DIRECTIVE: Set down each of the rows below word for word, with no changes.

---

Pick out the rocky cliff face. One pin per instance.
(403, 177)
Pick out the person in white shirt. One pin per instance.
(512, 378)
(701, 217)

---

TASK ANSWER:
Pick out the rocky cliff face. One pin per instance.
(403, 177)
Pick out the person in white shirt. One pin per instance.
(512, 378)
(701, 217)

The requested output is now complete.